• **What to produce**: Rewrite the listing below, changing "even-odd fill rule" to "nonzero winding rule" wherever it appears and leaving everything else unchanged.

+++

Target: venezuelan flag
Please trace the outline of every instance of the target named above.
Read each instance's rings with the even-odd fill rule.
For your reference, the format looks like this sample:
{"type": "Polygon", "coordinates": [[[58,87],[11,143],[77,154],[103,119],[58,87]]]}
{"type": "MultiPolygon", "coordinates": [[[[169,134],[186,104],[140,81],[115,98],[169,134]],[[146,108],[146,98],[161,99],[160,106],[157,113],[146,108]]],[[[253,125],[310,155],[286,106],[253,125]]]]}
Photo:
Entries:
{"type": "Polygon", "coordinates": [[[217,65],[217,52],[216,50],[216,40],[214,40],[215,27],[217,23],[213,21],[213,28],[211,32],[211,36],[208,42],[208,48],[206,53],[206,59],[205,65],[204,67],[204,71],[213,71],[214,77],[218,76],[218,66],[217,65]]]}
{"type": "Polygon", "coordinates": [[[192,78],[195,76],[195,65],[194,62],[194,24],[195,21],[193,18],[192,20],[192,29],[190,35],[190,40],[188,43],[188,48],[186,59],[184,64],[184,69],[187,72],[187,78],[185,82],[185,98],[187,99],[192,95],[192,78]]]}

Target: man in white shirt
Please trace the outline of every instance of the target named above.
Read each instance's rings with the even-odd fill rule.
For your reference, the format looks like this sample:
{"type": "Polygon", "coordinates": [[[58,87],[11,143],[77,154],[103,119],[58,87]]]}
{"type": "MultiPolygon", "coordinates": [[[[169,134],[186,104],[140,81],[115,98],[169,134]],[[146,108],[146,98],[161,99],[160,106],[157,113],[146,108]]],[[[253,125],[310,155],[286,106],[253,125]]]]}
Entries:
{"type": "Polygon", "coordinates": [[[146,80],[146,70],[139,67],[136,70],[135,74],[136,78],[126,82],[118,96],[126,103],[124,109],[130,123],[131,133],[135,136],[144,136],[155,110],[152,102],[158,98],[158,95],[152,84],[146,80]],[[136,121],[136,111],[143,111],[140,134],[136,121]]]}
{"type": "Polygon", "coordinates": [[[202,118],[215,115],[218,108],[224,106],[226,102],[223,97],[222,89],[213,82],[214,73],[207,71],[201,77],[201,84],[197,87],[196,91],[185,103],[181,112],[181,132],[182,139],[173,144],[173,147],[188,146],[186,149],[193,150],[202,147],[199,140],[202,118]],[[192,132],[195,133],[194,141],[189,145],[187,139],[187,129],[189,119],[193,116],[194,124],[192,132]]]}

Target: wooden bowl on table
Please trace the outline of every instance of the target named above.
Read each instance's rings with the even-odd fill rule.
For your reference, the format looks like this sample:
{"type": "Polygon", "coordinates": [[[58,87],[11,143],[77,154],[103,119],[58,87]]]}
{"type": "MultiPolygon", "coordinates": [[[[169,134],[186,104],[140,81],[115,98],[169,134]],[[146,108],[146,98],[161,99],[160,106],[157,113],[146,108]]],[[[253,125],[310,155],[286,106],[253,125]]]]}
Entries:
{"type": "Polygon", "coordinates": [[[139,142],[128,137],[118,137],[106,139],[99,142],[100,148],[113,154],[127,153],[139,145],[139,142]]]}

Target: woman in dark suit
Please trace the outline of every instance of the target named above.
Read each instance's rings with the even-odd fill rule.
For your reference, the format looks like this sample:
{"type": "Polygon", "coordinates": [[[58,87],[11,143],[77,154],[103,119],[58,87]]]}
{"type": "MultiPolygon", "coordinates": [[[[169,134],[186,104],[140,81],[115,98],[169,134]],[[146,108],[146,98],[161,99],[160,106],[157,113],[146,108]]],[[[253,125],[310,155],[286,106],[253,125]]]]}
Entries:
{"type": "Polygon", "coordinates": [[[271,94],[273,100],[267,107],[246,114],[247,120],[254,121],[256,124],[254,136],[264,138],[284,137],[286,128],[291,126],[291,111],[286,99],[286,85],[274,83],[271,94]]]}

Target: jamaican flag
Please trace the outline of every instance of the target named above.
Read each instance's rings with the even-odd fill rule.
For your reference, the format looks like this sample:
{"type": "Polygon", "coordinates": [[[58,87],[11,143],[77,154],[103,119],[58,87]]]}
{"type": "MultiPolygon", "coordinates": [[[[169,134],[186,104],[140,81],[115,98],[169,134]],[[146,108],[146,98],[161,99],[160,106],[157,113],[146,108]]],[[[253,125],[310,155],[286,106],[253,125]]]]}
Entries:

+++

• **Solution for this problem**:
Target: venezuelan flag
Please trace the outline of every instance of the target named above.
Read each instance's rings with the nonzero winding rule.
For your reference, the format looks like this sample:
{"type": "Polygon", "coordinates": [[[58,87],[11,143],[77,154],[103,119],[58,87]]]}
{"type": "MultiPolygon", "coordinates": [[[[169,134],[186,104],[140,81],[115,98],[169,134]],[[146,108],[146,98],[161,99],[160,106],[157,113],[146,108]]],[[[253,125],[310,155],[286,106],[253,125]]]]}
Photo:
Entries:
{"type": "Polygon", "coordinates": [[[217,65],[217,52],[216,50],[216,40],[214,40],[215,27],[217,23],[213,21],[213,28],[211,32],[211,36],[208,42],[208,48],[206,53],[206,59],[205,65],[204,67],[204,71],[213,71],[214,77],[218,76],[218,66],[217,65]]]}
{"type": "Polygon", "coordinates": [[[192,78],[195,76],[195,65],[194,62],[194,24],[195,21],[193,18],[192,20],[192,29],[190,35],[190,40],[188,43],[188,48],[186,59],[184,64],[184,69],[187,72],[187,78],[185,82],[185,98],[187,99],[192,95],[192,78]]]}

Target: man in white shirt
Please trace the outline of every instance of the target named above.
Read each instance's rings with the nonzero winding rule.
For your reference, the format looks like this sample:
{"type": "Polygon", "coordinates": [[[58,87],[11,143],[77,154],[103,119],[58,87]]]}
{"type": "MultiPolygon", "coordinates": [[[[169,134],[186,104],[140,81],[115,98],[169,134]],[[146,108],[146,98],[161,99],[160,106],[157,113],[146,108]]],[[[253,125],[310,155],[286,106],[253,125]]]]}
Entries:
{"type": "Polygon", "coordinates": [[[146,80],[146,70],[139,67],[136,70],[135,74],[136,78],[126,82],[118,96],[126,103],[124,109],[130,123],[131,133],[135,136],[144,136],[155,110],[152,102],[158,98],[158,95],[152,84],[146,80]],[[136,121],[136,111],[143,111],[140,134],[136,121]]]}
{"type": "Polygon", "coordinates": [[[202,118],[215,115],[218,108],[224,106],[226,102],[223,97],[222,89],[213,82],[214,73],[207,71],[201,77],[201,84],[197,87],[196,91],[185,103],[181,112],[181,132],[182,139],[173,144],[173,147],[188,146],[186,149],[193,150],[202,147],[199,140],[202,118]],[[192,132],[195,133],[194,141],[189,145],[187,139],[187,129],[189,119],[193,116],[194,124],[192,132]]]}

Target: wooden bowl on table
Please trace the outline of every instance of the target named above.
Read each instance's rings with the nonzero winding rule.
For your reference, the format looks like this sample:
{"type": "Polygon", "coordinates": [[[58,87],[11,143],[77,154],[103,119],[58,87]]]}
{"type": "MultiPolygon", "coordinates": [[[[169,134],[186,104],[140,81],[115,98],[169,134]],[[146,108],[146,98],[161,99],[160,106],[157,113],[146,108]]],[[[253,125],[310,155],[286,106],[253,125]]]]}
Entries:
{"type": "Polygon", "coordinates": [[[139,142],[128,137],[118,137],[106,139],[99,142],[100,148],[113,154],[127,153],[139,145],[139,142]]]}

Target: woman in dark suit
Please trace the outline of every instance of the target named above.
Read each instance's rings with the nonzero winding rule.
For your reference, the format looks like this sample:
{"type": "Polygon", "coordinates": [[[58,87],[11,143],[77,154],[103,119],[58,87]]]}
{"type": "MultiPolygon", "coordinates": [[[[169,134],[186,104],[140,81],[115,98],[169,134]],[[146,108],[146,98],[161,99],[160,106],[157,113],[146,108]]],[[[253,125],[310,155],[286,106],[253,125]]]]}
Entries:
{"type": "Polygon", "coordinates": [[[271,94],[273,100],[267,107],[246,114],[247,120],[254,121],[256,124],[254,136],[264,138],[284,137],[286,128],[291,126],[291,111],[286,99],[286,85],[274,83],[271,94]]]}

Target: jamaican flag
Please trace the outline of every instance of the target named above.
Read each instance's rings with the nonzero winding rule.
For your reference, the format looks like this sample:
{"type": "Polygon", "coordinates": [[[58,87],[11,143],[77,154],[103,119],[58,87]]]}
{"type": "MultiPolygon", "coordinates": [[[[169,134],[186,104],[140,81],[115,98],[169,134]],[[146,108],[146,98],[161,99],[160,106],[157,113],[146,108]]],[[[253,125],[310,155],[286,106],[253,125]]]]}
Entries:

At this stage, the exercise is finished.